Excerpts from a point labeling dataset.
++++++++++++++++++++
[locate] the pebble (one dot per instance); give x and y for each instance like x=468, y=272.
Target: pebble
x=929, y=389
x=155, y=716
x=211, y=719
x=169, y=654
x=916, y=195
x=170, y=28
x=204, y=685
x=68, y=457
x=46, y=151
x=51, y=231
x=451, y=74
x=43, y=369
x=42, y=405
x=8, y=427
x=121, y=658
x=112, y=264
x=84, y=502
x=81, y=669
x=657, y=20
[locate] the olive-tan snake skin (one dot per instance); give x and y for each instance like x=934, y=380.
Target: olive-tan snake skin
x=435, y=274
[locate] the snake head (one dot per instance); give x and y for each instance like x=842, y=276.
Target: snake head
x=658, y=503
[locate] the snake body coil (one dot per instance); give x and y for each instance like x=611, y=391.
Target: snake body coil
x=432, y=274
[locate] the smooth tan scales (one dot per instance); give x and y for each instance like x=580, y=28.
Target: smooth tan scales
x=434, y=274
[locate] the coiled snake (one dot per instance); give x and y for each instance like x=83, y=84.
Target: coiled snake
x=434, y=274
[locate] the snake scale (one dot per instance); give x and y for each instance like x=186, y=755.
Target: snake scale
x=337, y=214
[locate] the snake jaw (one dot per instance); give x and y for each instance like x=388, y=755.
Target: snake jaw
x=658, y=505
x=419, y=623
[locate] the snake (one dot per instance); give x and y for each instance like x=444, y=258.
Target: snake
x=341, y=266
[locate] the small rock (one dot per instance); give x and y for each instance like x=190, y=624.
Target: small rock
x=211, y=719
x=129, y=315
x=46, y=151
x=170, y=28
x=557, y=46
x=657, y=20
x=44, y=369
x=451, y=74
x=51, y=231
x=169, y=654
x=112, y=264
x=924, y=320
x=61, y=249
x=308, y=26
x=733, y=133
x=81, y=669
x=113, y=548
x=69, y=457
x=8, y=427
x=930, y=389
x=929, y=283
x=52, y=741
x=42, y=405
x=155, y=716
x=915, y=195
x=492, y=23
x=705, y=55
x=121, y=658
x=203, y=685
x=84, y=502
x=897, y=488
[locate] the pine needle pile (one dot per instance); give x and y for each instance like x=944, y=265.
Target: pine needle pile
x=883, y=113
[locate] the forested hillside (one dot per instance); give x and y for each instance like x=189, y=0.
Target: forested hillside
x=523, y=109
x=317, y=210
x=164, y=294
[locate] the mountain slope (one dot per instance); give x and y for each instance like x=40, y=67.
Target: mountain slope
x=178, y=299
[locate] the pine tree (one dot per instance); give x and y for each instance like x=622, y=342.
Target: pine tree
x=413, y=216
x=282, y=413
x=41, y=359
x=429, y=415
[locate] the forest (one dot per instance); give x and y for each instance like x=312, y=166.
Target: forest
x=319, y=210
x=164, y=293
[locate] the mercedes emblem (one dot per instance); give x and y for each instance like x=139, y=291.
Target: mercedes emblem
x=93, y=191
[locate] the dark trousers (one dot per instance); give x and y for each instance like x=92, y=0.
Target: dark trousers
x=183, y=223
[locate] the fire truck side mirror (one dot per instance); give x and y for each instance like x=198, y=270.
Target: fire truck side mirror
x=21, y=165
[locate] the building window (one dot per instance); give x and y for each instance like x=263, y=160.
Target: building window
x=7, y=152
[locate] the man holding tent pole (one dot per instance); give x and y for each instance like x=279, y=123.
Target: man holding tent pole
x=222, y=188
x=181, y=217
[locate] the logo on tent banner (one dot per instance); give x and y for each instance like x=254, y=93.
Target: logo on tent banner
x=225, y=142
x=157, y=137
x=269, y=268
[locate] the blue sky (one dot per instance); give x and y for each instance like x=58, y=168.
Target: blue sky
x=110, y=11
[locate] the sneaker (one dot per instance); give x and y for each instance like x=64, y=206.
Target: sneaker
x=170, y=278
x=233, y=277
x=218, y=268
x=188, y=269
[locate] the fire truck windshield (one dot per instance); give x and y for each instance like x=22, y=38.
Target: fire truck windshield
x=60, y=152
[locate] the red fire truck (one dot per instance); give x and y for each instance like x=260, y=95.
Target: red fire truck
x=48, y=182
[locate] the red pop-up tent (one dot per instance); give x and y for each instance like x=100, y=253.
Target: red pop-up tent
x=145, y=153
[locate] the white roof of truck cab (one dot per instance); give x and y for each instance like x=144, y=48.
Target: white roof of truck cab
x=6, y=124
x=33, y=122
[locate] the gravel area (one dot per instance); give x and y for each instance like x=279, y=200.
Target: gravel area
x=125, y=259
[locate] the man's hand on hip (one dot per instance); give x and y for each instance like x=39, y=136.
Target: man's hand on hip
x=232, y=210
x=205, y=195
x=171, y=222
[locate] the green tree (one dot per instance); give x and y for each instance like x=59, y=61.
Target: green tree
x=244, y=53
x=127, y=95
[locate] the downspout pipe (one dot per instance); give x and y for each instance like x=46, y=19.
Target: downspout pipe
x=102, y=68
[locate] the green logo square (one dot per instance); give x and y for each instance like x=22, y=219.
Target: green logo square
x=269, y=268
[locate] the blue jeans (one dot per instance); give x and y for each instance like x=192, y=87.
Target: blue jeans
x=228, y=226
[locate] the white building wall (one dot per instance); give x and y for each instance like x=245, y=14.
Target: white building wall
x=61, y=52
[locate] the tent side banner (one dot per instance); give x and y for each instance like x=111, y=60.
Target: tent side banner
++++++++++++++++++++
SET PROBLEM. Print every line of the data above, unchanged.

ANSWER TO THE PROBLEM.
[locate] the pebble (one dot per instance); give x and y for each instance like x=468, y=272.
Target: pebble
x=929, y=389
x=155, y=716
x=211, y=719
x=169, y=654
x=916, y=195
x=170, y=28
x=204, y=685
x=68, y=457
x=46, y=151
x=51, y=231
x=451, y=74
x=43, y=369
x=42, y=405
x=8, y=427
x=121, y=658
x=112, y=264
x=84, y=502
x=81, y=669
x=657, y=20
[locate] the olive-tan snake skin (one dot per instance); give x and y for each instance like x=934, y=380.
Target: olive-tan snake skin
x=435, y=274
[locate] the snake head (one dot per instance); give x and y for each instance like x=842, y=276.
Target: snake head
x=658, y=503
[locate] the snake body coil (one dot per instance); give x and y for each instance like x=611, y=391.
Target: snake body coil
x=432, y=274
[locate] the smooth tan scales (one dot per instance); give x and y for each instance like x=580, y=28.
Target: smooth tan scales
x=434, y=274
[locate] the coiled snake (one dot per instance); give x and y for each instance like x=83, y=84.
Target: coiled snake
x=434, y=274
[locate] the snake scale (one dot per instance); give x and y for each instance like x=186, y=755.
Target: snake scale
x=337, y=214
[locate] the snake jaw (one dot per instance); give x and y for each instance like x=388, y=755.
Target: snake jaw
x=658, y=505
x=419, y=623
[locate] the snake (one dot per instance); give x and y for each instance like x=444, y=258.
Target: snake
x=341, y=266
[locate] the small rock (one dot per instance); give x and y for each instance like x=190, y=624.
Target: small rock
x=211, y=719
x=129, y=315
x=46, y=151
x=170, y=28
x=557, y=46
x=657, y=20
x=44, y=369
x=451, y=74
x=51, y=231
x=169, y=654
x=112, y=264
x=924, y=320
x=61, y=249
x=308, y=26
x=733, y=133
x=81, y=669
x=113, y=548
x=69, y=457
x=8, y=427
x=930, y=389
x=929, y=283
x=52, y=741
x=42, y=405
x=155, y=716
x=915, y=195
x=492, y=23
x=705, y=55
x=121, y=658
x=203, y=685
x=84, y=502
x=897, y=488
[locate] the pine needle pile (one dot per instance); give x and y for each instance like x=944, y=265.
Target: pine needle pile
x=883, y=113
[locate] the forested hillside (one dot per instance); give x and y for each instance like x=189, y=0.
Target: forested hillside
x=523, y=109
x=317, y=210
x=164, y=294
[locate] the mountain slope (one dot per instance); give x and y for each instance like x=40, y=67.
Target: mountain slope
x=178, y=299
[locate] the pine tree (one dot per instance); give x and y for each instance like x=622, y=342.
Target: pine tree
x=413, y=216
x=282, y=413
x=41, y=359
x=429, y=415
[locate] the forest (one dot per instance); give x and y for each instance like x=312, y=166.
Target: forest
x=319, y=210
x=164, y=293
[locate] the mercedes emblem (one dot per instance); give x and y for each instance like x=139, y=291.
Target: mercedes emblem
x=93, y=191
[locate] the dark trousers (one dot per instance); give x and y for each instance like x=92, y=0.
Target: dark trousers
x=183, y=223
[locate] the fire truck side mirror (one dot per instance); give x and y for each instance like x=198, y=270.
Target: fire truck side mirror
x=21, y=165
[locate] the building window (one dot per instance); give x and y for each instance like x=263, y=160.
Target: building window
x=7, y=152
[locate] the man holding tent pole (one dot per instance); give x and y for each instance like x=279, y=123.
Target: man holding tent pole
x=222, y=188
x=181, y=217
[locate] the logo on tent banner (one dot per instance); give x and y for each instance like x=254, y=93.
Target: logo on tent banner
x=225, y=142
x=157, y=137
x=269, y=268
[locate] the blue sky (one dot per instance); give x and y for each instance like x=58, y=168.
Target: blue sky
x=110, y=11
[locate] the sneaker (one dot per instance); give x and y for each instance like x=64, y=206.
Target: sneaker
x=170, y=278
x=233, y=277
x=218, y=268
x=188, y=269
[locate] the fire truck windshield (one dot per instance); give x and y for each instance like x=22, y=38.
Target: fire truck windshield
x=60, y=152
[locate] the red fire truck (one dot per instance); give x and y for each instance like x=260, y=95.
Target: red fire truck
x=48, y=182
[locate] the red pop-up tent (one dot per instance); give x and y for each instance like x=100, y=253.
Target: red pop-up tent
x=145, y=153
[locate] the white roof of truck cab (one dot per instance); give x and y for each instance like x=144, y=48.
Target: white roof of truck cab
x=6, y=124
x=33, y=122
[locate] the gravel area (one dot per instance); give x and y for each instance like x=279, y=200.
Target: gravel area
x=125, y=259
[locate] the man's hand on hip (one dot per instance); give x and y for each instance like x=39, y=136.
Target: man's hand on hip
x=232, y=210
x=205, y=195
x=171, y=222
[locate] the green tree (one dot per instance); give x and y for each instance like x=59, y=61.
Target: green tree
x=244, y=53
x=127, y=95
[locate] the downspout pipe (one dot per instance); give x and y for each instance like x=46, y=19.
Target: downspout pipe
x=102, y=68
[locate] the green logo square (one dot per instance); give x and y for each instance like x=22, y=219.
Target: green logo square
x=269, y=268
[locate] the blue jeans (one dot per instance); give x and y for each instance like x=192, y=87.
Target: blue jeans
x=228, y=226
[locate] the white building wall (one dot per instance); give x and y for each instance like x=245, y=14.
Target: white building wall
x=61, y=52
[locate] the tent side banner (one dot per instance); give x and y for each instance like x=111, y=60.
Target: tent side banner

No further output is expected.